REQUIREMENTS -> Reproduce the excerpt below from the words "diff --git a/src/borg/platform/linux.pyx" through the words "acl, ssize_t *len)", swapping "acl_from_text" for "acl_parse_text".

··· EXCERPT PROVIDED ···

Calling acl_to_text_np faster?

diff --git a/src/borg/platform/linux.pyx b/src/borg/platform/linux.pyx
index b4991c51..8b8fdaef 100644
--- a/src/borg/platform/linux.pyx
+++ b/src/borg/platform/linux.pyx
@@ -50,6 +50,7 @@ cdef extern from "sys/acl.h":
     int acl_set_fd(int fd, acl_t acl)
     acl_t acl_from_text(const char *buf)
     char *acl_to_text(acl_t acl, ssize_t *len)
+    char *acl_to_text_np(acl_t acl, ssize_t *len_p, int flags)

 cdef extern from "acl/libacl.h":
     int acl_extended_file(const char *path)
@@ -232,6 +233,7 @@ def acl_get(path, item, st, numeric_owner=False, fd=None):
     cdef acl_t access_acl = NULL
     cdef char *default_text = NULL
     cdef char *access_text = NULL
+    cdef int acl_to_text_np_flags = 0

     if stat.S_ISLNK(st.st_mode):
         # symlinks can not have ACLs
@@ -246,6 +248,8 @@ def acl_get(path, item, st, numeric_owner=False, fd=None):
         converter = acl_numeric_ids
     else:
         converter = acl_append_numeric_ids
+        # ACL_TEXT_NUMERIC_IDS
+        acl_to_text_np_flags = 2
     try:
         if fd is not None:
             access_acl = acl_get_fd(fd)
@@ -255,11 +259,11 @@ def acl_get(path, item, st, numeric_owner=False, fd=None):
             # only directories can have a default ACL. there is no fd-based api to get it.
             default_acl = acl_get_file(path, ACL_TYPE_DEFAULT)
         if access_acl:
-            access_text = acl_to_text(access_acl, NULL)
+            access_text = acl_to_text_np(access_acl, NULL, acl_to_text_np_flags)
             if access_text:
                 item['acl_access'] = converter(access_text)
         if default_acl:
-            default_text = acl_to_text(default_acl, NULL)
+            default_text = acl_to_text_np(default_acl, NULL, acl_to_text_np_flags)
             if default_text:
                 item['acl_default'] = converter(default_text)
     finally:
ThomasWaldmann commented 3 years ago

@biji good idea!

Guess the libacl code will internally do id -> name lookups if we do not explicitly request ACL_TEXT_NUMERIC_IDS (and as it seems from this ticket, it does no caching, but does a lot of lookups). There is also another acl_to_any_text call, not sure about the pros and cons.

··· PROVIDED MATERIAL ···

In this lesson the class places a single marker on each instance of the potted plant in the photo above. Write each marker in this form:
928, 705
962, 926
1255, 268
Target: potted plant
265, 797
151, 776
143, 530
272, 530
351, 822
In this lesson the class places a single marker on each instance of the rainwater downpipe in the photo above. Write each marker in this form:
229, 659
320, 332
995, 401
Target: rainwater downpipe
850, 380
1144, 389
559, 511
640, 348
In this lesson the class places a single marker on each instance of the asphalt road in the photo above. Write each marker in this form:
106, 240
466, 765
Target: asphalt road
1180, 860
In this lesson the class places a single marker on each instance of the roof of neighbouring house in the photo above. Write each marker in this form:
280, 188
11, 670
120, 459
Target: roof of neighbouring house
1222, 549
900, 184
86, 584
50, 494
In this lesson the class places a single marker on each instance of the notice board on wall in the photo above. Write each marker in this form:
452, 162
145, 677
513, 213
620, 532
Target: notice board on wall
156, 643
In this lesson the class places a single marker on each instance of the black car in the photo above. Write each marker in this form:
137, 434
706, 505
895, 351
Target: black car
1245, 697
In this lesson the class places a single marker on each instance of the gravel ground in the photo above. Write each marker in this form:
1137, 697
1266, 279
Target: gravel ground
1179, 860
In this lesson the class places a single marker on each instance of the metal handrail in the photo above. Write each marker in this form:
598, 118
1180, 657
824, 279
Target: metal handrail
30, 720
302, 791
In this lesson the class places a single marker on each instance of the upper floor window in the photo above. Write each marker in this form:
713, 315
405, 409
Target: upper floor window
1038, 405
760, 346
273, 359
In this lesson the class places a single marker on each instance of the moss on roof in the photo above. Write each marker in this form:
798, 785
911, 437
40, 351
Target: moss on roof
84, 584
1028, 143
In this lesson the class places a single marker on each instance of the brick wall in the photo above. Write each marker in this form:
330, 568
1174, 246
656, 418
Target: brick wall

···

OUTPUT FOR THIS EXERCISE ->
diff --git a/src/borg/platform/linux.pyx b/src/borg/platform/linux.pyx
index b4991c51..8b8fdaef 100644
--- a/src/borg/platform/linux.pyx
+++ b/src/borg/platform/linux.pyx
@@ -50,6 +50,7 @@ cdef extern from "sys/acl.h":
     int acl_set_fd(int fd, acl_t acl)
     acl_t acl_parse_text(const char *buf)
     char *acl_to_text(acl_t acl, ssize_t *len)